*Task details*
Everything from the line containing "Task: place one keypoint per instance of the dark" through the final line of the material is to be restated word for word, and only that.

*Source information*
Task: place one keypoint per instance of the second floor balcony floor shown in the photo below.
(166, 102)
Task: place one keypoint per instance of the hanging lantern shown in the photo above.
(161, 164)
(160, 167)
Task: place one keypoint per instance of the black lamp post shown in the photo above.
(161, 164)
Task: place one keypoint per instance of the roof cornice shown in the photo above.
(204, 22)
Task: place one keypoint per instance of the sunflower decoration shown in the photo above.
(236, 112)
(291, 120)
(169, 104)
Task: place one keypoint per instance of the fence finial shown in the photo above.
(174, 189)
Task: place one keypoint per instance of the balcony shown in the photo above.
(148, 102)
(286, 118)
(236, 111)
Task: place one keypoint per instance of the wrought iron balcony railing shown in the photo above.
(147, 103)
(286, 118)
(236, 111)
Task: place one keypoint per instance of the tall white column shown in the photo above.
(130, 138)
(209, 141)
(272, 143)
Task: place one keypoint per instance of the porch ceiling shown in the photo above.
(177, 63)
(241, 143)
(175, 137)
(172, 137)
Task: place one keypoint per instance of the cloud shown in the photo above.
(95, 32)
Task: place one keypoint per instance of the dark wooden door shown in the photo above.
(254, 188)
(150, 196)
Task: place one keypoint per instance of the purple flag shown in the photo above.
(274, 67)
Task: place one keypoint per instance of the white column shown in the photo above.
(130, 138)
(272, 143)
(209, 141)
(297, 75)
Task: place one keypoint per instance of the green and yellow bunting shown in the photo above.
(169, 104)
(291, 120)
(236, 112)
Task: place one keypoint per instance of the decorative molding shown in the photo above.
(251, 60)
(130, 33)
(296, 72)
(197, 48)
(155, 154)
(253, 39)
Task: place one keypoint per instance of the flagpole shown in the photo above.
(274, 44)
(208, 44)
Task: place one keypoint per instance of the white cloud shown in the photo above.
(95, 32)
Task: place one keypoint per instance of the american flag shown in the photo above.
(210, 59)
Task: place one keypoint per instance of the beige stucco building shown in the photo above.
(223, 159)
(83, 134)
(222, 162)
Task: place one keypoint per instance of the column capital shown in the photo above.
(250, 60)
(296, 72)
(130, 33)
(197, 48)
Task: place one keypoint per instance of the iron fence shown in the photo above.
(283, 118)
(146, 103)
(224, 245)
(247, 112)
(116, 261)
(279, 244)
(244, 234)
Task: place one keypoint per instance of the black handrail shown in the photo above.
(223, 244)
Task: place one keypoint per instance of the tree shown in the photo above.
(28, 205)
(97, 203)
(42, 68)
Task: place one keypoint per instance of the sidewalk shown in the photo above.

*Finished task*
Task: place one keypoint per instance of the dark wooden door shown in the photo above.
(254, 188)
(150, 196)
Task: place one keypoint per instance of the purple flag shown in the photo above.
(274, 67)
Task: place one keypoint per instance of the white column shown in the photo above.
(130, 138)
(272, 143)
(209, 141)
(297, 75)
Task: place one keypoint per instance of the green and yellow bunting shown in the photo above.
(169, 104)
(291, 120)
(236, 112)
Task: place one keypoint per instance of the decorative molding shown in the photo above.
(251, 60)
(130, 33)
(296, 72)
(197, 48)
(155, 154)
(253, 39)
Task: place one keypoint per instance of the flagpole shown in the photo above.
(274, 44)
(208, 44)
Task: place one keypoint per instance of the white cloud shown in the photo above.
(95, 32)
Task: place one keypoint per instance of the american flag shown in the photo above.
(210, 59)
Task: place one keypoint per instance of the beige stucco building shown in the photo above.
(223, 159)
(83, 134)
(222, 162)
Task: place one keypoint per instance of the column capital shown in the photo above.
(250, 60)
(296, 72)
(130, 33)
(197, 48)
Task: place one keypoint per instance of the iron fence shown in the photo above.
(283, 118)
(146, 103)
(224, 245)
(247, 112)
(116, 261)
(279, 244)
(244, 234)
Task: place one keypoint per instance of the black handrail shown in the photo above.
(223, 244)
Task: place one keypoint per instance of the tree shown in the photo above.
(28, 205)
(97, 203)
(42, 68)
Task: place one keypoint per instance of the sidewalk shown in the photo above.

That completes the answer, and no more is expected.